# Texte fourni:
- - -

Ils ont dit : Il faut faire quelque chose, il faut permettre à ces gens... Et on a créé le programme en
l'espace de quelques jours, le ministère. Avec le ministère de l'Immigration, ça a été très rapide, donc on
est capables aussi de répondre à des besoins. Mais ça permet à des gens
de continuer à travailler, parce qu'on peut imaginer, des entreprises comme les
dépanneurs, ils ont besoin de travailler, mais
dans les milieux de travail aussi. On le remarque de plus en plus, d'ailleurs.
Donc, ce que vous recommandez, c'est en milieu de travail beaucoup.
Peut-être des formules flexibles, aussi, adaptées.
M. Boyer
(Daniel) : Bien, je vous
dirais oui. Oui, tout à fait. Écoutez, nous, on souhaite un renforcissement
des règles concernant la francisation, mais on peut comprendre aussi que les
employeurs ont besoin à certains moments d'une
main-d'oeuvre spécialisée puis que de la main-d'oeuvre qui maîtrise le
français, bien c'est peut-être plus rare. Mais il y a une chose importante : il faut à tout prix permettre à ces
nouveaux arrivants là d'être en contact avec le français le plus
rapidement possible et d'apprendre le français le plus rapidement possible.
Puis, vous savez, je dis souvent... pas à la
blague, mais à Montréal on est capable de vivre toute une vie juste en anglais,
hein? Et les nouveaux immigrants, les nouvelles personnes qui arrivent
ici qui ne maîtrisent pas le français, ce n'est pas chez eux, dans leur
famille, ce n'est pas dans leur cercle
d'amis qu'ils vont apprendre à parler français, parce que ça ne se passera pas
en français. Ça fait que le seul moment où ils peuvent apprendre le
français, c'est quand ils sont au travail. Donc, il faut insister.
Puis, oui, on
est prêts, puis Louise pourrait en témoigner davantage que moi, là, mais on est
prêts à toutes sortes de flexibilité.

- - -

# Données fournies:
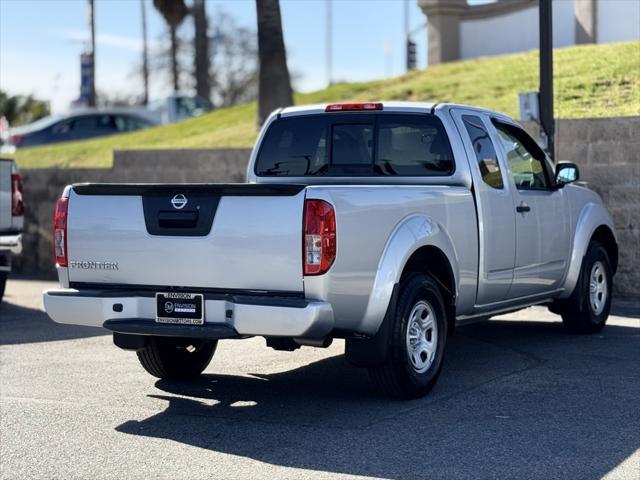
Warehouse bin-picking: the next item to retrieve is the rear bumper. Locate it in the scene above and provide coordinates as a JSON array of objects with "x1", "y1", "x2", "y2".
[{"x1": 43, "y1": 289, "x2": 334, "y2": 338}]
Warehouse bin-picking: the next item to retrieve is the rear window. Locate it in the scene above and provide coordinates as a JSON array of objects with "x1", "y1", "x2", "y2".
[{"x1": 255, "y1": 113, "x2": 455, "y2": 177}]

- - -

# Série de tâches:
1. Les énoncés suivants concordent-ils avec le témoignage sur la francisation ? Répondez par oui ou par non, puis citez les mots du texte qui tranchent. (a) Le programme a été créé en quelques semaines. (b) M. Boyer dit souhaiter un renforcement des règles concernant la francisation. (c) Les nouveaux arrivants apprennent surtout le français dans leur famille.
2. Quels noms de personnes, de lieux ou d'organismes figurent dans le témoignage sur la francisation ? Donnez-les tous.
3. D'après le témoignage sur la francisation, quel est le seul moment où les nouveaux arrivants peuvent apprendre le français ?
Les données de la liste proviennent d'une autre source que le témoignage sur la francisation.

# Réponses par tâche:
1.
(a) Non : « on a créé le programme en l'espace de quelques jours ».
(b) Oui : « on souhaite un renforcissement des règles concernant la francisation ».
(c) Non : « ce n'est pas chez eux, dans leur famille, ce n'est pas dans leur cercle d'amis qu'ils vont apprendre à parler français ».

2. M. Boyer (Daniel), Louise, Montréal, le ministère de l'Immigration.

3. Quand ils sont au travail.